● GIVEN EXERCISE: Rewrite all the records below, replacing every "region" with "area" and leaving everything else the same.

● DATA SHOWN:
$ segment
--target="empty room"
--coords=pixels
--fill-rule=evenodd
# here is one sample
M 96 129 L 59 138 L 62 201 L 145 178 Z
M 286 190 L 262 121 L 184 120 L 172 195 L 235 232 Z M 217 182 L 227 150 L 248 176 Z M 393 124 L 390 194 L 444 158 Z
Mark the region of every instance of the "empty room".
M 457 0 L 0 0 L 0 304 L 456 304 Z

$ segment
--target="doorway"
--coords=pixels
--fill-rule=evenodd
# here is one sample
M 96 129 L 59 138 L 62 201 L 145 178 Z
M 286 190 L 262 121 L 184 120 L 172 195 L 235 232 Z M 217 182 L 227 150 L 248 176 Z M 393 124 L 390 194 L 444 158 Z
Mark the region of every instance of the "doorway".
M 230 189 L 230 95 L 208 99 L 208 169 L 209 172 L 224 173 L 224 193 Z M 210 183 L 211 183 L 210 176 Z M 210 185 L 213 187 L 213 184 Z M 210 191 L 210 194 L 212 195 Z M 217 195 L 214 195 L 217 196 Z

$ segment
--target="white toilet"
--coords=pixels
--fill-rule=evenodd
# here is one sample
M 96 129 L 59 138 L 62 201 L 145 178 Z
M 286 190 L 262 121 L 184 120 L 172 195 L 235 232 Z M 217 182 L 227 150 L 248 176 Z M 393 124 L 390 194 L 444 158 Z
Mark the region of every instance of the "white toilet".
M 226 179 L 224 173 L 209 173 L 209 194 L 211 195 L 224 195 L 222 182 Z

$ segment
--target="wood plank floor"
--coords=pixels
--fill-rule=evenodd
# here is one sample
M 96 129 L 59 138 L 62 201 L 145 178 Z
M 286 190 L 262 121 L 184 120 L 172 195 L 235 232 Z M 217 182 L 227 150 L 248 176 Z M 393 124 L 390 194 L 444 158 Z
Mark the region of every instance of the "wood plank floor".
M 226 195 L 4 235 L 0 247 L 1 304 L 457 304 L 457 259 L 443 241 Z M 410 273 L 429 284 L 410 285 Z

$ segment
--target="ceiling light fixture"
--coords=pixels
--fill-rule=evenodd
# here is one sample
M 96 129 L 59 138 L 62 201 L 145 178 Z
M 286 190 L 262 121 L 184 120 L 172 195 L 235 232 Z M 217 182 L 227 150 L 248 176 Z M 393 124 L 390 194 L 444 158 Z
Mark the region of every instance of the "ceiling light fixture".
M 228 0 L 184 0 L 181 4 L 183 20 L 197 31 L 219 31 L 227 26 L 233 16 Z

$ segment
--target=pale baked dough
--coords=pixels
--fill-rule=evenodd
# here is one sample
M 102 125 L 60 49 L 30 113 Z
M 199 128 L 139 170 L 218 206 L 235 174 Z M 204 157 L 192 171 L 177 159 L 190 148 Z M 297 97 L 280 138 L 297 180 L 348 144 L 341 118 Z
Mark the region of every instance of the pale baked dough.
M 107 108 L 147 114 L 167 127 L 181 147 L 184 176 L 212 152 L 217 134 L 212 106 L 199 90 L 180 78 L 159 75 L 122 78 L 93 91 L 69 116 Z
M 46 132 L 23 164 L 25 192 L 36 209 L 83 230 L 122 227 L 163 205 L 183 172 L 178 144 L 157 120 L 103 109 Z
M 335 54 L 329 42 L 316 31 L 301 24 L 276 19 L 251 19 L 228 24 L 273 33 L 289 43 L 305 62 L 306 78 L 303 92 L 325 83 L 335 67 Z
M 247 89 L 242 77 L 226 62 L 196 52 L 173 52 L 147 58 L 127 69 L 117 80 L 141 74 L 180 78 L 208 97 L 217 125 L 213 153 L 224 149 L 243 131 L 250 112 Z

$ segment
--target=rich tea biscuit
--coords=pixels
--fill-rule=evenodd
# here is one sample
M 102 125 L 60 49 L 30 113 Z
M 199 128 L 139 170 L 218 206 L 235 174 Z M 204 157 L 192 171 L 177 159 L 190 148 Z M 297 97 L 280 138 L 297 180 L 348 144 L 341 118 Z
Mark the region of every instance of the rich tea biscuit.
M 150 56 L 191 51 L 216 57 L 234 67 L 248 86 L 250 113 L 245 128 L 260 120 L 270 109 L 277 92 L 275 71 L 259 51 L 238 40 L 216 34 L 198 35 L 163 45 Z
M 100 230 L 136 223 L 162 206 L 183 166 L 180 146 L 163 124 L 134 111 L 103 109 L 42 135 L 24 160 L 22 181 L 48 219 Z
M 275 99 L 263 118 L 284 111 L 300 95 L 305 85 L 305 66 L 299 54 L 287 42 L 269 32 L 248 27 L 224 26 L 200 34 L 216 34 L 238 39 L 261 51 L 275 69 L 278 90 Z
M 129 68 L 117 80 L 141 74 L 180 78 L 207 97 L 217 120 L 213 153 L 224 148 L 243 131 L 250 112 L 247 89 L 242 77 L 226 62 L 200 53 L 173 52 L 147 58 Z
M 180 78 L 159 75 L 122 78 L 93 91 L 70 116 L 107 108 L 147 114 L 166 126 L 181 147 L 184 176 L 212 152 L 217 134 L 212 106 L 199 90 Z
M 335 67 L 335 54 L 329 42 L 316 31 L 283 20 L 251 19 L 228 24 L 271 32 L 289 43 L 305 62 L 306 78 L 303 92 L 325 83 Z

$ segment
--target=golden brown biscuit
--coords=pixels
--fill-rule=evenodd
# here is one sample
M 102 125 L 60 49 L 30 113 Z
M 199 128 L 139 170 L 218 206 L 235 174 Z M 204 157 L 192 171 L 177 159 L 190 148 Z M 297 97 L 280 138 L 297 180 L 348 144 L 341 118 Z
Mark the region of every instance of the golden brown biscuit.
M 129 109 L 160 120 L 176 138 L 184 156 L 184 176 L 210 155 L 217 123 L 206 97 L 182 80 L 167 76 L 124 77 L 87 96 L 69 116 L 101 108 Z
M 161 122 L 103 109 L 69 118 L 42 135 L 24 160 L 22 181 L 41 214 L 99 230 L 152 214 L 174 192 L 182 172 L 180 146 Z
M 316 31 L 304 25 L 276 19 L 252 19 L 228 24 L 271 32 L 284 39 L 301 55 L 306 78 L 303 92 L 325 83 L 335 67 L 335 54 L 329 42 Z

● TASK SOLUTION:
$ segment
--target="empty room"
--coords=pixels
--fill-rule=evenodd
# here is one sample
M 96 129 L 59 138 L 62 201 L 145 178 Z
M 286 190 L 262 121 L 184 120 L 172 195 L 235 232 Z M 217 182 L 227 150 L 248 176 Z M 393 124 L 390 194 L 444 158 Z
Mark the area of every instance of the "empty room".
M 457 0 L 0 0 L 0 304 L 456 304 Z

$ segment
--target="doorway"
--coords=pixels
--fill-rule=evenodd
# here is one sample
M 96 129 L 59 138 L 62 201 L 145 178 Z
M 286 190 L 262 121 L 184 120 L 172 195 L 235 232 Z M 217 182 L 227 150 L 248 176 Z M 393 124 L 390 194 L 444 158 Z
Mark the area of every instance of the "doorway".
M 230 189 L 230 95 L 208 99 L 208 169 L 209 172 L 224 173 L 224 193 Z M 210 183 L 211 183 L 210 176 Z M 210 185 L 213 187 L 213 184 Z M 210 191 L 210 194 L 212 195 Z M 217 195 L 214 195 L 217 196 Z

$ segment
--target="white toilet"
--coords=pixels
--fill-rule=evenodd
# here is one sample
M 96 129 L 59 138 L 62 201 L 145 178 Z
M 286 190 L 262 121 L 184 120 L 172 195 L 235 232 Z M 217 182 L 227 150 L 248 176 Z M 393 124 L 390 194 L 444 158 Z
Mark the area of every instance of the "white toilet".
M 226 179 L 224 173 L 209 173 L 209 194 L 211 195 L 224 195 L 222 182 Z

$ segment
--target="wood plank floor"
--coords=pixels
--fill-rule=evenodd
# here is one sample
M 96 129 L 59 138 L 62 201 L 145 178 Z
M 286 190 L 262 121 L 184 120 L 172 195 L 235 232 Z M 217 182 L 227 150 L 248 176 Z M 393 124 L 390 194 L 444 158 Z
Mark the area of every instance of the "wood plank floor".
M 226 195 L 4 235 L 0 247 L 1 304 L 457 304 L 457 259 L 443 241 Z M 410 273 L 429 284 L 410 285 Z

$ segment
--target="ceiling light fixture"
--coords=pixels
--fill-rule=evenodd
# here is one sample
M 96 129 L 59 138 L 62 201 L 145 178 Z
M 286 190 L 262 121 L 184 120 L 172 195 L 235 232 Z M 217 182 L 227 150 L 248 176 Z M 393 124 L 390 194 L 444 158 Z
Mark the area of every instance of the "ceiling light fixture".
M 228 0 L 184 0 L 181 4 L 183 20 L 197 31 L 219 31 L 227 26 L 233 16 Z

$ segment
--target=pale baked dough
--coords=pixels
--fill-rule=evenodd
# here is one sample
M 102 125 L 60 49 L 30 113 Z
M 199 128 L 139 170 L 218 206 L 235 174 Z M 204 157 L 192 171 L 177 159 L 190 148 Z M 297 97 L 280 138 L 297 180 L 348 144 L 341 118 Z
Mark the area of every instance of the pale baked dough.
M 107 108 L 147 114 L 167 127 L 181 147 L 184 176 L 212 152 L 217 134 L 212 106 L 199 90 L 180 78 L 159 75 L 122 78 L 93 91 L 69 116 Z
M 46 132 L 23 164 L 25 192 L 36 209 L 83 230 L 122 227 L 163 205 L 183 172 L 178 144 L 157 120 L 103 109 Z
M 335 54 L 329 42 L 316 31 L 301 24 L 276 19 L 251 19 L 228 24 L 273 33 L 289 43 L 305 62 L 306 78 L 303 92 L 325 83 L 335 67 Z
M 247 89 L 242 77 L 226 62 L 196 52 L 173 52 L 147 58 L 127 69 L 117 80 L 141 74 L 180 78 L 208 97 L 217 125 L 213 153 L 224 149 L 243 131 L 250 112 Z

$ segment
--target=rich tea biscuit
--coords=pixels
--fill-rule=evenodd
# here is one sample
M 102 125 L 60 49 L 30 113 Z
M 199 128 L 139 170 L 218 206 L 235 174 Z M 204 157 L 192 171 L 177 159 L 190 148 Z M 297 97 L 280 138 L 297 180 L 348 144 L 341 118 Z
Mark the area of every instance of the rich tea biscuit.
M 150 56 L 191 51 L 216 57 L 234 67 L 248 86 L 250 113 L 245 128 L 260 120 L 270 109 L 277 92 L 275 71 L 259 51 L 238 40 L 216 34 L 198 35 L 163 45 Z
M 100 230 L 136 223 L 162 206 L 183 166 L 180 146 L 163 124 L 134 111 L 103 109 L 42 135 L 24 160 L 22 181 L 48 219 Z
M 275 99 L 263 118 L 284 111 L 300 95 L 305 85 L 305 66 L 299 54 L 287 42 L 269 32 L 248 27 L 224 26 L 200 34 L 216 34 L 238 39 L 261 51 L 275 69 L 278 90 Z
M 129 68 L 117 80 L 141 74 L 180 78 L 207 97 L 217 120 L 213 153 L 224 148 L 243 131 L 250 112 L 247 89 L 242 77 L 226 62 L 200 53 L 173 52 L 147 58 Z
M 180 78 L 159 75 L 122 78 L 93 91 L 70 116 L 107 108 L 147 114 L 166 126 L 181 147 L 184 176 L 212 152 L 217 134 L 212 106 L 199 90 Z
M 335 67 L 335 54 L 329 42 L 316 31 L 283 20 L 251 19 L 228 24 L 271 32 L 289 43 L 305 62 L 306 78 L 303 92 L 325 83 Z

$ segment
--target=golden brown biscuit
--coords=pixels
--fill-rule=evenodd
# here is one sample
M 102 125 L 60 49 L 30 113 Z
M 199 128 L 139 170 L 218 206 L 235 174 Z M 204 157 L 192 171 L 177 159 L 190 148 Z M 297 97 L 280 138 L 297 180 L 348 144 L 341 118 Z
Mark the area of every instance of the golden brown biscuit.
M 129 109 L 160 120 L 176 138 L 184 156 L 184 176 L 210 155 L 217 123 L 206 97 L 182 80 L 167 76 L 124 77 L 87 96 L 69 116 L 101 108 Z
M 161 122 L 103 109 L 69 118 L 42 135 L 24 160 L 22 181 L 41 214 L 99 230 L 152 214 L 174 192 L 182 172 L 180 146 Z
M 316 31 L 304 25 L 276 19 L 252 19 L 228 24 L 271 32 L 284 39 L 301 55 L 306 78 L 303 92 L 325 83 L 335 67 L 335 54 L 329 42 Z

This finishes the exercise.